- _TASK BRIEF_
Reproduce the lines below from the one that contains "shoe in the picture above." through the end, inclusive, and add nothing.

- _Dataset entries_

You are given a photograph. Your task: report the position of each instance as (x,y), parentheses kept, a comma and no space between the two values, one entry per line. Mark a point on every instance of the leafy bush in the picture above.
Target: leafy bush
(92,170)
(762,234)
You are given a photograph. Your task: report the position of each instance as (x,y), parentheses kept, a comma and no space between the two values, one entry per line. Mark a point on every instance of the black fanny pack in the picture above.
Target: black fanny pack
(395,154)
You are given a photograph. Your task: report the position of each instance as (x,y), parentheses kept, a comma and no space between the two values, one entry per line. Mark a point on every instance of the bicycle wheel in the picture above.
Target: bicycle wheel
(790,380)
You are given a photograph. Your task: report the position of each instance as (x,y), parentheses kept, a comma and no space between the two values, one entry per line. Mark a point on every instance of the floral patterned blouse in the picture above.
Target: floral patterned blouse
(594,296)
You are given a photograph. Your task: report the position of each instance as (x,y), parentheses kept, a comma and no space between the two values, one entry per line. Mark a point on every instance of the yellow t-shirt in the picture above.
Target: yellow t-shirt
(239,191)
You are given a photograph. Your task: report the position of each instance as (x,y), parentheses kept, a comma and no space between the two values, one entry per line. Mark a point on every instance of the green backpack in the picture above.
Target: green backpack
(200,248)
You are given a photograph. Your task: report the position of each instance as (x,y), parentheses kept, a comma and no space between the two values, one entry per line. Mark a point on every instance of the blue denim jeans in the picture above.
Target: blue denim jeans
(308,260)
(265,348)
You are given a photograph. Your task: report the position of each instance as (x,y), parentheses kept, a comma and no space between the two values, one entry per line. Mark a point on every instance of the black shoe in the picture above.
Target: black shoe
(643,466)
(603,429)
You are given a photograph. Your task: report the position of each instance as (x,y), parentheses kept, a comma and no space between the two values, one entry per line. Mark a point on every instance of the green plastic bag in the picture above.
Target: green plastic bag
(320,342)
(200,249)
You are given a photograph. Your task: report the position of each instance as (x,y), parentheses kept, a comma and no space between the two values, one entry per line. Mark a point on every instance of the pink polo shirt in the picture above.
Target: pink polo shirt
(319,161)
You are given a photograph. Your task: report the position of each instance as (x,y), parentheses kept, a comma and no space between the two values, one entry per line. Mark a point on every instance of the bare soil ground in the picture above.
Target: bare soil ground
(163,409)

- _OUTPUT_
You are given a photograph. Your task: report the position of each instance as (x,y), parentheses kept, a comma and no space between the two values, one entry per line. Mark a point on every instance of the black shoe in the picture above.
Target: black shoe
(643,466)
(603,429)
You are given a photograph. Your task: report the position of each instance as (x,y), parentheses kept, a comma and no space between the two values, one entry per line. Mark a point on every instance of the green plastic bag in the picture above.
Target: green plastic bag
(320,342)
(200,249)
You are given a photograph. Your task: report the position of each instance as (x,y), parentheses kept, a comma and no space between the two values, one entry per line. Mark a point on every instance of the pink polo shirt in the picture above.
Target: pink polo shirt
(319,161)
You are given a photograph. Your task: report the position of each instance as (x,y), parentheses kept, a comma and no space between the two values, one entry per line. Mark a point on every instance of the bare soil ground in the picture above.
Target: bare soil ground
(163,409)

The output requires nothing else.